▼

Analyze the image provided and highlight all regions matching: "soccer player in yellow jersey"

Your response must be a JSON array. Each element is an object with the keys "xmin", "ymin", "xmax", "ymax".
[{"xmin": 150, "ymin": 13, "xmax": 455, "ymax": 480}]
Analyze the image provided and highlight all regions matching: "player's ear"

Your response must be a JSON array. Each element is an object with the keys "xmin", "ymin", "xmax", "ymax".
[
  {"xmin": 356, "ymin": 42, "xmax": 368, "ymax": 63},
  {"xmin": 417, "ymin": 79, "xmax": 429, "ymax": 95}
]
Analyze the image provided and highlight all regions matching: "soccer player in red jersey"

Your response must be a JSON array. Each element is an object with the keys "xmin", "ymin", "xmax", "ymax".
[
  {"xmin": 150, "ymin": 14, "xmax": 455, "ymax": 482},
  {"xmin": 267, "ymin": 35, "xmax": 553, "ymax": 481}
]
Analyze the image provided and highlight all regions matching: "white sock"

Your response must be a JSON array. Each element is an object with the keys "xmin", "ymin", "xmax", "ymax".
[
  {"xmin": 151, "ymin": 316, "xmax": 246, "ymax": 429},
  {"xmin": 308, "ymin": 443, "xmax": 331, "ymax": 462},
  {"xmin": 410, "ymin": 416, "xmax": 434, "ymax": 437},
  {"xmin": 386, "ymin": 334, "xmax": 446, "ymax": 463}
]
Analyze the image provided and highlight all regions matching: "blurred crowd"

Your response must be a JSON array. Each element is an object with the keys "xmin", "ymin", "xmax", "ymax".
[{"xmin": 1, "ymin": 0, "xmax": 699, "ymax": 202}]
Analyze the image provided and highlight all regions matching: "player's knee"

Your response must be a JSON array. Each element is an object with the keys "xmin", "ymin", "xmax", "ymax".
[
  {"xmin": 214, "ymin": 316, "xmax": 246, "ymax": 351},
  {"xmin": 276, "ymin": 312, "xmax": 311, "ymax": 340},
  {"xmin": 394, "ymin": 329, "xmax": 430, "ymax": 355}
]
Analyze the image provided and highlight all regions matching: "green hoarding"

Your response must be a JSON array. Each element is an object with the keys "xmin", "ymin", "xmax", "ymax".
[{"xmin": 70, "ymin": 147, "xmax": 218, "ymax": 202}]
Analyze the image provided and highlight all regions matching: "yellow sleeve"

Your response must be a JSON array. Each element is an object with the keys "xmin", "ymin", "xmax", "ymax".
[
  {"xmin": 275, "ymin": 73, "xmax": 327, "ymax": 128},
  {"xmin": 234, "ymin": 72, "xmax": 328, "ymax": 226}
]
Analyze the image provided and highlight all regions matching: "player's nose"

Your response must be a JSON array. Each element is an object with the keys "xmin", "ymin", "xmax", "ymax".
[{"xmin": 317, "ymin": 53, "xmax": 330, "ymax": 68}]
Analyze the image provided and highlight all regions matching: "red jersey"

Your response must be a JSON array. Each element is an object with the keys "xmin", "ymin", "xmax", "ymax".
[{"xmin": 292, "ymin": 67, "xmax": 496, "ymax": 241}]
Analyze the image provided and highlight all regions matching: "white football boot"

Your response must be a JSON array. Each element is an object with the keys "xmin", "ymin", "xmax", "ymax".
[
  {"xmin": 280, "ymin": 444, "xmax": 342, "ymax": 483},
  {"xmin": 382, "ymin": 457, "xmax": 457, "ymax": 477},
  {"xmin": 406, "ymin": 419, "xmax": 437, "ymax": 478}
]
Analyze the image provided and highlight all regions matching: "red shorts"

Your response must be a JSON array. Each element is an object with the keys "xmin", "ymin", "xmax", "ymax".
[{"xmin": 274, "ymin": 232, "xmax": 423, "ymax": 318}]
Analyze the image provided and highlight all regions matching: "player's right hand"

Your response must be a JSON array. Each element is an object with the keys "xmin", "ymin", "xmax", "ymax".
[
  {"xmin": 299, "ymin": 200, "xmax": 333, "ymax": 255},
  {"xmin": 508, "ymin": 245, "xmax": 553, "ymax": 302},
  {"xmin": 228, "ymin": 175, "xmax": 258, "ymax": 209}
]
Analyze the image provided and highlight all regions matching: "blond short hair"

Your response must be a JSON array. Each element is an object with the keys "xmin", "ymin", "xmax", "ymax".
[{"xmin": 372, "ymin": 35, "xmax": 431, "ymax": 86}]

▲

### TASK OBJECTIVE
Every line of the material above is to be copied exactly.

### WRITTEN ANSWER
Analyze the image provided and highlight all regions matching: "soccer player in yellow jersey"

Your response must be a JSON array. Each element is an object with the keys "xmin", "ymin", "xmax", "ymax".
[{"xmin": 150, "ymin": 13, "xmax": 455, "ymax": 480}]
Analyze the image provided and highlight all regions matching: "player's ear"

Your response must be a JSON array. Each element is an object with the keys "xmin", "ymin", "xmax", "ymax".
[
  {"xmin": 356, "ymin": 42, "xmax": 368, "ymax": 63},
  {"xmin": 417, "ymin": 79, "xmax": 429, "ymax": 95}
]
Analyze the image provided and highlight all regions matching: "soccer player in red jersey"

Your response must be a JSON array. Each element is an object with the keys "xmin", "ymin", "xmax", "ymax".
[
  {"xmin": 150, "ymin": 14, "xmax": 455, "ymax": 482},
  {"xmin": 267, "ymin": 35, "xmax": 553, "ymax": 481}
]
Analyze the image provided and highlight all regions matching: "white sock"

Your response must be a JSON array. Each element is an object with the keys "xmin", "ymin", "xmax", "ymax".
[
  {"xmin": 151, "ymin": 316, "xmax": 246, "ymax": 429},
  {"xmin": 308, "ymin": 443, "xmax": 331, "ymax": 462},
  {"xmin": 410, "ymin": 416, "xmax": 434, "ymax": 437},
  {"xmin": 386, "ymin": 334, "xmax": 446, "ymax": 463}
]
Analyze the image provided and highlight all regions matching: "blurred crowd"

Your response must be a JSON array. Each element is an object with the keys "xmin", "ymin", "xmax", "ymax".
[{"xmin": 1, "ymin": 0, "xmax": 699, "ymax": 202}]
Analyze the image provided and highlight all regions matching: "player's knee"

Your response must be a JSON array. Each element is an object with the keys "xmin", "ymin", "xmax", "ymax".
[
  {"xmin": 214, "ymin": 316, "xmax": 246, "ymax": 351},
  {"xmin": 276, "ymin": 312, "xmax": 311, "ymax": 340},
  {"xmin": 394, "ymin": 329, "xmax": 430, "ymax": 355}
]
Analyze the image provided and highlight all regions matching: "green hoarding"

Your response must be a JSON array. Each element is an object with the keys "xmin", "ymin", "xmax", "ymax".
[{"xmin": 70, "ymin": 147, "xmax": 218, "ymax": 202}]
Analyze the image provided and highlight all regions matching: "yellow sleeve"

Your response must be a JSON array. Each element is an object with the keys "xmin", "ymin", "xmax", "ymax".
[
  {"xmin": 275, "ymin": 73, "xmax": 327, "ymax": 128},
  {"xmin": 234, "ymin": 72, "xmax": 328, "ymax": 226}
]
Analyze the image provided and highlight all regions matching: "player's nose"

Your response must be a JSON array. Each element is an object with the keys "xmin", "ymin", "xmax", "ymax".
[{"xmin": 317, "ymin": 53, "xmax": 330, "ymax": 68}]
Analyze the image provided and highlight all regions matching: "red jersey"

Your response must be a JSON array. Each element is an object with the keys "xmin", "ymin", "xmax", "ymax".
[{"xmin": 292, "ymin": 67, "xmax": 496, "ymax": 241}]
Analyze the image provided and highlight all regions matching: "white football boot"

Your response must be a JSON array. Each element is an object with the keys "xmin", "ymin", "xmax", "ymax".
[
  {"xmin": 280, "ymin": 444, "xmax": 342, "ymax": 483},
  {"xmin": 382, "ymin": 457, "xmax": 457, "ymax": 477},
  {"xmin": 406, "ymin": 419, "xmax": 437, "ymax": 478}
]
Analyze the image provided and highlight all regions matching: "red shorts"

Your response must be a JSON array. Each element is an object with the keys "xmin", "ymin", "xmax", "ymax".
[{"xmin": 274, "ymin": 232, "xmax": 423, "ymax": 318}]
Analyze the image provided and highlight all regions matching: "player's right hand"

Your response must be a JSON array. Each element is an object with the keys "xmin", "ymin", "xmax", "ymax".
[
  {"xmin": 299, "ymin": 200, "xmax": 333, "ymax": 255},
  {"xmin": 508, "ymin": 245, "xmax": 553, "ymax": 302},
  {"xmin": 228, "ymin": 175, "xmax": 258, "ymax": 209}
]
Analyze the image provided and highlight all regions matching: "blond short hair"

Your response must be a JSON array. Each element is an object with the keys "xmin", "ymin", "xmax", "ymax".
[{"xmin": 372, "ymin": 35, "xmax": 431, "ymax": 86}]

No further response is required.